#### Rows from a dataset
────────────────────────────────────────

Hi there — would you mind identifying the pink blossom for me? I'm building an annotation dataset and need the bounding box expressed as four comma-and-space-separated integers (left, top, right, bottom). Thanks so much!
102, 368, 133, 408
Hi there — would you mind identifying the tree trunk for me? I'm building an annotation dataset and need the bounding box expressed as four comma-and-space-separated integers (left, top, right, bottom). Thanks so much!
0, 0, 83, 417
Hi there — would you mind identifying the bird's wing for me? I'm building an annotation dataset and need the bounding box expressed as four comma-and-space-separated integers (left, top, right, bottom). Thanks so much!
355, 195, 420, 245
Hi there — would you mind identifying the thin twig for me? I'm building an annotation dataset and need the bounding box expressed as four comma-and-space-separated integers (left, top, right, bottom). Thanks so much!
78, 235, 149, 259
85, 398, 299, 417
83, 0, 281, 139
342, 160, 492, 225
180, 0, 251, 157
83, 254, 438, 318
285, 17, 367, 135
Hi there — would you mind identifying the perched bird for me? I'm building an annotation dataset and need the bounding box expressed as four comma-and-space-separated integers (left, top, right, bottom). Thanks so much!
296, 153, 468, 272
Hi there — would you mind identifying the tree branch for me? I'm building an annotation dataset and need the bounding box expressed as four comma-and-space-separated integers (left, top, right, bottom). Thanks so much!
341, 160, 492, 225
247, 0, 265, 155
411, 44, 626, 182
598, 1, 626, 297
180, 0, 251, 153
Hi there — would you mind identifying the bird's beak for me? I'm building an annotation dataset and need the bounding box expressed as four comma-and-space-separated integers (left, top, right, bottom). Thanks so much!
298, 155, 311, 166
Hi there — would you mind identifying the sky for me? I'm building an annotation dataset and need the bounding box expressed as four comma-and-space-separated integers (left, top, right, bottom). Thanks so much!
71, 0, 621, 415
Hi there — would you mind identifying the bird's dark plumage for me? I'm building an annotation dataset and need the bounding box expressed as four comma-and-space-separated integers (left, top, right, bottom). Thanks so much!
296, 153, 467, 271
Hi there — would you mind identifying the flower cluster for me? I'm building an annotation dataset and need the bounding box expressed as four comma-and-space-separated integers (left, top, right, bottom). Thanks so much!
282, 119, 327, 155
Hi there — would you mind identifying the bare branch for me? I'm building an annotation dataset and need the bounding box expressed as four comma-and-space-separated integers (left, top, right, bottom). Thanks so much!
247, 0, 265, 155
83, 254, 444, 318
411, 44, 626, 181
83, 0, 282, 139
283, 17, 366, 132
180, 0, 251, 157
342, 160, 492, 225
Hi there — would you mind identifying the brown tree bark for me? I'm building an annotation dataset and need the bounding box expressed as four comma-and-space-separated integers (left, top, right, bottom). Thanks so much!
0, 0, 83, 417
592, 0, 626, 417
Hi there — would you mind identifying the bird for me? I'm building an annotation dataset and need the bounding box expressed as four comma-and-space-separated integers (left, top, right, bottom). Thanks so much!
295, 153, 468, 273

────────────────────────────────────────

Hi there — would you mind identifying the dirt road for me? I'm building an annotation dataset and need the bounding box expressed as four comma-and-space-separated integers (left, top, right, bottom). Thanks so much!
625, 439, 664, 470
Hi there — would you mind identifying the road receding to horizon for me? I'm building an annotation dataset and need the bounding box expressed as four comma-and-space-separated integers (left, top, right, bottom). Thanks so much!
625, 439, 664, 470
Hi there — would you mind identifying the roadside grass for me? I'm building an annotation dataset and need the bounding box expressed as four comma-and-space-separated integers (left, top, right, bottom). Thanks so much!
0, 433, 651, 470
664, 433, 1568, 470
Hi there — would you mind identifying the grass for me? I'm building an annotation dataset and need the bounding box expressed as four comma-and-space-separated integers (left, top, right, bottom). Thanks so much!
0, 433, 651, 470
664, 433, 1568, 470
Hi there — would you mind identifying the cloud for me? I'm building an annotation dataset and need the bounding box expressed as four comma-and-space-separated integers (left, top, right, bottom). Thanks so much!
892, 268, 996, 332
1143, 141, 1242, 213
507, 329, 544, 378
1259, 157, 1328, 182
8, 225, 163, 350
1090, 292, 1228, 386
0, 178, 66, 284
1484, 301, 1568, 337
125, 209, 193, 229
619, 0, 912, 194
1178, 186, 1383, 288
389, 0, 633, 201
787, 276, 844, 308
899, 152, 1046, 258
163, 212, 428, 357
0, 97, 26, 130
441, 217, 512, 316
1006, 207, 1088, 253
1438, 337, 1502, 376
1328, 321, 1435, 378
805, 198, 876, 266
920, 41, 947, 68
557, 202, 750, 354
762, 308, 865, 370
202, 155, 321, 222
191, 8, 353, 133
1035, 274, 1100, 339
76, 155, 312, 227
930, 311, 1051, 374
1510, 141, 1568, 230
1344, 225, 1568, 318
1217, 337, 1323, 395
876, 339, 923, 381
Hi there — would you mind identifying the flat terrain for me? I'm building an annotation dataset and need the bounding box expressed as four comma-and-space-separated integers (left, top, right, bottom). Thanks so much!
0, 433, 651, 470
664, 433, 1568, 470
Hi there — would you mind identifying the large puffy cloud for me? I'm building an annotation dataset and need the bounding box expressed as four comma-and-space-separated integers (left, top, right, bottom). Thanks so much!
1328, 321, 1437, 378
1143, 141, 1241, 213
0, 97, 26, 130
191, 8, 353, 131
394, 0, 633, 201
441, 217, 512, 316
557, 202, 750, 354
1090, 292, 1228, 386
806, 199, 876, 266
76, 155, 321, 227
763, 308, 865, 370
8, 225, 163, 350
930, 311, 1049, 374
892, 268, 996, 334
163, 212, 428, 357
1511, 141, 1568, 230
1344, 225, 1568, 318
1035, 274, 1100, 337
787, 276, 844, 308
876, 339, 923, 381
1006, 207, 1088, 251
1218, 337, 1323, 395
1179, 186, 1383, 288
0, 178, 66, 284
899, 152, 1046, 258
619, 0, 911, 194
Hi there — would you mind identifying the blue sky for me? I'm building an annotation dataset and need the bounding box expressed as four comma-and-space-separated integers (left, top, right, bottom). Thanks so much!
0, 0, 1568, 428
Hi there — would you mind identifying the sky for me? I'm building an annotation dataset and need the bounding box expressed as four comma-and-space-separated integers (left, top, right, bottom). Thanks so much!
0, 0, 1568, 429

────────────────────────────────────────

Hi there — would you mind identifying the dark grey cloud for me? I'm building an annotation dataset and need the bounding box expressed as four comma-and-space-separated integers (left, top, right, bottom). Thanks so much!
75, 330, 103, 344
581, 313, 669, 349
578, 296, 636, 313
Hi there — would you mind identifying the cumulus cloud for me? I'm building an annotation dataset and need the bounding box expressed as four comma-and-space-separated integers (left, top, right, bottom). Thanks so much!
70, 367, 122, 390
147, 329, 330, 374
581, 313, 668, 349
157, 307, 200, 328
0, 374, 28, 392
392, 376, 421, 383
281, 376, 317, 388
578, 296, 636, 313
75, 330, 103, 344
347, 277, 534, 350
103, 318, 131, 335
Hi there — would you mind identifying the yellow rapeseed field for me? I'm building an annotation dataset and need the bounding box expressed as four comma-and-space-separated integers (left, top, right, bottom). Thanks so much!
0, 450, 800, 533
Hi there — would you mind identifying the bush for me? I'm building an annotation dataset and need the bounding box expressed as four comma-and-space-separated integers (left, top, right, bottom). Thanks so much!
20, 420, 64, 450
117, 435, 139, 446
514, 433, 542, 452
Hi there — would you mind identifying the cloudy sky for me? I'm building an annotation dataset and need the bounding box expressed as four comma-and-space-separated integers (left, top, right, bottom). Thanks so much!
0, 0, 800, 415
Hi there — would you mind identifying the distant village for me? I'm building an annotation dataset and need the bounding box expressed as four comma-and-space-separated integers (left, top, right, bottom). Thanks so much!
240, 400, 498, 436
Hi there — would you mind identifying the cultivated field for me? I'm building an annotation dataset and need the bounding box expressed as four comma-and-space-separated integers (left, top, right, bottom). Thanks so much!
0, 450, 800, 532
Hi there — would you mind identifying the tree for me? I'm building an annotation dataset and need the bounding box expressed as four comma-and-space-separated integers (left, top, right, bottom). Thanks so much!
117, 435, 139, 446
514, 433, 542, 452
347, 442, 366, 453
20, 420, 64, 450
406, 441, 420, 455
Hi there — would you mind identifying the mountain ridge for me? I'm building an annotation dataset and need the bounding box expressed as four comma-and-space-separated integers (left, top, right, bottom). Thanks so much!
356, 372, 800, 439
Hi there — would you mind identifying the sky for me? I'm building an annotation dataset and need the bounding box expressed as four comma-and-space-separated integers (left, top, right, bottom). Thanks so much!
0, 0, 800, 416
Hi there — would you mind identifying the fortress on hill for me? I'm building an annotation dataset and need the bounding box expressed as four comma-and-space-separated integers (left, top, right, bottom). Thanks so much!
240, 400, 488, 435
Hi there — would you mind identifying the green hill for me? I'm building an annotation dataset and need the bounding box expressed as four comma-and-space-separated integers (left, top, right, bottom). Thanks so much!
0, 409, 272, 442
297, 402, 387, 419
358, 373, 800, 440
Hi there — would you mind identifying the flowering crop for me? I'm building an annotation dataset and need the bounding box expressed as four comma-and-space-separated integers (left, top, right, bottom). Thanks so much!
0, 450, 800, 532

────────────────────────────────────────

#### Requirements
Pull out every line of the material that contains the word "dark", and copy each of those lines in full. Case matters, so only count matches with the same capitalization.

#### Solution to this exercise
Hi there — would you mind identifying the bird's dark plumage for me? I'm building an annotation dataset and need the bounding box expressed as four comma-and-space-separated integers (left, top, right, bottom). Thanks so much!
Hi there — would you mind identifying the dark grey cloud for me? I'm building an annotation dataset and need the bounding box expressed as four comma-and-space-separated integers (left, top, right, bottom). Thanks so much!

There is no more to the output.